- [PROBLEM]:
From the text below on AuNP digestion and ICP-MS signal, list each drawback it attributes to the digestion step.

*** SOURCE EXTRACT ***

Effect of AuNP digestion upon ICP-MS signal

AuNP digestion prior to ICP-MS measurements has been reported previously as a necessary step for an accurate AuNP determination. Several drawbacks could be associated with the digestion step. First of all, an additional contamination through digestion reagents is probable, which influences the analytical performance (detection limit, reproducibility, etc.) of the method. Furthermore, an undesirable dilution of the sample occurs during the digestion, which also leads to higher LODs. On the other hand, sample throughput is much lower, because of the extended time of analysis. The effect of the digestion procedure described before, upon the accuracy of AuNP analysis, was also studied using the home-made samples 1–3 with 20, 15 and >20 nm particle sizes. The Au(III) concentrations measured by ICP-MS for these samples were 49.8, 46.4 and 30.6 μg/L for samples diluted in 1% HCl and 48.5, 44.7 and 22.2 μg/L for the same samples digested in aqua regia, according to the procedure described in “Experimental.”

While no significant difference between the results for samples with and without preliminary digestion (samples 1 and 2) was shown, the discrepancy at the results for sample 3 is supposed to be addressed to the production procedure of this sample, which leads also to big discrepancies from the theoretical Au(III) concentration (see “AuNP suspension stability”).

Conclusions

The use of ICP-MS as a sensitive and accurate technique for the direct determination of gold nanoparticles in aqueous colloid solutions has been demonstrated. It is clearly shown that the sample matrix is the main factor influencing the accuracy and precision of gold determination in these kinds of samples. An extensive investigation of the sample matrix and its effect on the performance characteristics of the method is crucial for an accurate determination of gold nanoparticles suspensions. Different ways are shown for achieving a good accuracy, depending on the specifications and different behaviours of the sample matrix during ICP-MS measurement.

*** PROVIDED DATA ***

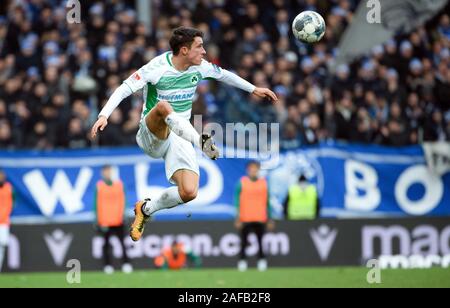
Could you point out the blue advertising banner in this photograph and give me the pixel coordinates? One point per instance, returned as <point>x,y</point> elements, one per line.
<point>360,181</point>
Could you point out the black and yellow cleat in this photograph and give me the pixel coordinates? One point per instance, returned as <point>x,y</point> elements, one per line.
<point>208,146</point>
<point>140,219</point>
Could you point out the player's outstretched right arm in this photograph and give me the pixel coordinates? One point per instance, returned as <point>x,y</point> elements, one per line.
<point>116,98</point>
<point>134,83</point>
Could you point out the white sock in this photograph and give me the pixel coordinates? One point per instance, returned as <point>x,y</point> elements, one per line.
<point>2,254</point>
<point>183,128</point>
<point>169,198</point>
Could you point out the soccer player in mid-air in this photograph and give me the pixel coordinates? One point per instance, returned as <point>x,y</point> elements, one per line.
<point>170,81</point>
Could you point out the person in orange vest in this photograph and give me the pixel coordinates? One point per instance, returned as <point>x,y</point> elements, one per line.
<point>176,257</point>
<point>109,209</point>
<point>253,212</point>
<point>6,206</point>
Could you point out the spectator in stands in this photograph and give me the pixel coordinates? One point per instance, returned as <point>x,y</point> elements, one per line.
<point>47,66</point>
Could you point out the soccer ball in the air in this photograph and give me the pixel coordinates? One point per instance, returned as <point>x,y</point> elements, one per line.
<point>308,27</point>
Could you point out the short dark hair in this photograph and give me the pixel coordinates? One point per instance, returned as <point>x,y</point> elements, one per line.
<point>104,167</point>
<point>253,163</point>
<point>183,37</point>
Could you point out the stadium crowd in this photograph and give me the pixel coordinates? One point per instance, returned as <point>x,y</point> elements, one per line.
<point>56,76</point>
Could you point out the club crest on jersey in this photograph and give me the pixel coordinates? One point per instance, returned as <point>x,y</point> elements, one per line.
<point>194,79</point>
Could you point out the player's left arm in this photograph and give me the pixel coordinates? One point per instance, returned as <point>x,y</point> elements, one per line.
<point>212,71</point>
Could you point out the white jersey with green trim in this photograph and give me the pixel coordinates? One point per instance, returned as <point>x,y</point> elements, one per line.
<point>161,81</point>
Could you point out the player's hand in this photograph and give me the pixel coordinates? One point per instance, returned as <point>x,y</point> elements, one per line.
<point>265,93</point>
<point>100,124</point>
<point>238,224</point>
<point>271,225</point>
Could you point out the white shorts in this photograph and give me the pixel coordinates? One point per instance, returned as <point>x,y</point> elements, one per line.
<point>4,235</point>
<point>177,153</point>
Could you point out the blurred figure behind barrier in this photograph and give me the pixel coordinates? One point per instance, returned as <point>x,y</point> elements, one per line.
<point>109,209</point>
<point>302,201</point>
<point>253,213</point>
<point>6,206</point>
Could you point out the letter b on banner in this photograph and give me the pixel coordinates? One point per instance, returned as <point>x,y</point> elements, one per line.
<point>362,193</point>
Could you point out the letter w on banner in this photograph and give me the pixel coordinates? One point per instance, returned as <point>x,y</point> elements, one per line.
<point>376,21</point>
<point>437,155</point>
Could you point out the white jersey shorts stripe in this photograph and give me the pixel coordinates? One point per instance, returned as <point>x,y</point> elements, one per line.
<point>178,154</point>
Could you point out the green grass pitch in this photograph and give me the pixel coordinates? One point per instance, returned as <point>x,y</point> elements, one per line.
<point>346,277</point>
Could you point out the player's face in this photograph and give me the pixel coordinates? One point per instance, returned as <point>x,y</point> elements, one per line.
<point>197,51</point>
<point>106,174</point>
<point>253,171</point>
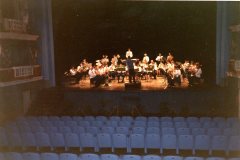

***

- [WRITTEN REPLY]:
- Additional contamination through digestion reagents, which influences the analytical performance of the method
- Undesirable dilution of the sample, which leads to higher LODs
- Much lower sample throughput, because of the extended time of analysis